* _Source document_:

··········

Thursday, February 4, 2016

MARXIST ARACHNIDS

One of the most common (and generally valid) stereotypes of the solitary lone wolf type of predator is a spider. In almost all species, spiders do not associate with each other except when mating, when two of them are on a dinner date (which usually does not end well for one of them), or when the babies hatch and exit the egg sac en masse.

Note I said "almost all species." Out of the 45,000 known spider species, approximately 25 of them involve social spiders.

Social spiders generally build huge, three-dimensional webs--sometimes 25 feet (7.6 m) long and 5 feet (1.5 m) wide--containing as many as 50,000 spiders. An insect or even larger creature blundering into such a web will find itself immediately overrun and covered, horror-movie style, by hordes of these little vampires injecting it with poison and otherwise plying their trade. An arachnophobe would probably find himself or herself highly stressed if tangled in one of these colonies.

··········

* _Your tasks_:
**A.** In the post on social spiders, return everything from "MARXIST ARACHNIDS" down to "sac en masse.".
**B.** Turn the paragraph in the post on social spiders that begins "Social spiders generally build huge" into a short bulleted list of its main facts.
**C.** According to the post on social spiders, why is the stereotype of the spider as a solitary predator only "generally" valid?
The entries come from a separate source, not from the post on social spiders.

··········

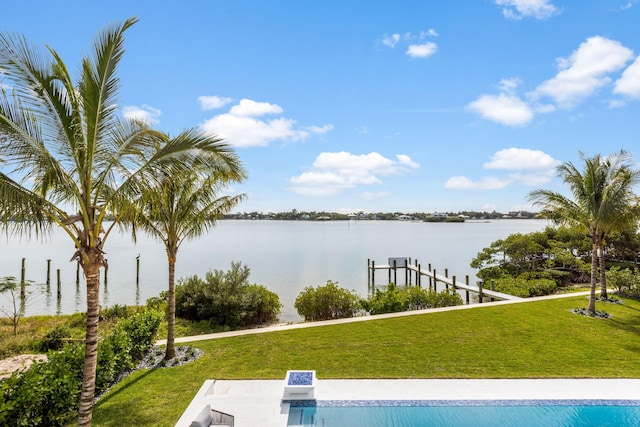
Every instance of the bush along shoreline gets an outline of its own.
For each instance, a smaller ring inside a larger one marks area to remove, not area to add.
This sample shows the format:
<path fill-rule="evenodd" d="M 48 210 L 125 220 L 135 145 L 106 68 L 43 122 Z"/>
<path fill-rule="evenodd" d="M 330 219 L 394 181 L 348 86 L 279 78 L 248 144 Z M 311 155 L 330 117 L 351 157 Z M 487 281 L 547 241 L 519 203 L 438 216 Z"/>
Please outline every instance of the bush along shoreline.
<path fill-rule="evenodd" d="M 153 346 L 164 314 L 145 310 L 123 319 L 98 344 L 96 396 L 136 367 Z M 0 383 L 0 425 L 64 426 L 77 416 L 84 345 L 49 351 L 46 361 Z"/>
<path fill-rule="evenodd" d="M 383 289 L 376 289 L 367 299 L 362 299 L 355 291 L 341 288 L 337 282 L 329 280 L 324 286 L 306 287 L 296 298 L 294 307 L 305 321 L 316 321 L 367 313 L 384 314 L 448 307 L 462 303 L 462 297 L 453 290 L 436 292 L 418 286 L 399 287 L 393 283 Z"/>

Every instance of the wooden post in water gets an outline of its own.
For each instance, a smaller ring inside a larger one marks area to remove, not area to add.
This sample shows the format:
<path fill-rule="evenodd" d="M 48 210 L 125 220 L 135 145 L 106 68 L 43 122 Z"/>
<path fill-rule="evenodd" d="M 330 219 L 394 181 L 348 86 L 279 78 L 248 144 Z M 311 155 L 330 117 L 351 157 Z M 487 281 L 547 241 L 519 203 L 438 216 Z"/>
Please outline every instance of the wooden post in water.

··········

* _Results in order_:
**A.**
MARXIST ARACHNIDS

One of the most common (and generally valid) stereotypes of the solitary lone wolf type of predator is a spider. In almost all species, spiders do not associate with each other except when mating, when two of them are on a dinner date (which usually does not end well for one of them), or when the babies hatch and exit the egg sac en masse.

**B.**
- Social spiders build huge, three-dimensional webs, sometimes 25 feet (7.6 m) long and 5 feet (1.5 m) wide.
- A web can contain as many as 50,000 spiders.
- An insect or larger creature that blunders into the web is immediately overrun and covered by spiders injecting it with poison.
- An arachnophobe tangled in one of these colonies would probably be highly stressed.

**C.** In almost all species, spiders associate with each other only when mating or when the young hatch and leave the egg sac together. However, about 25 of the 45,000 known species are social spiders.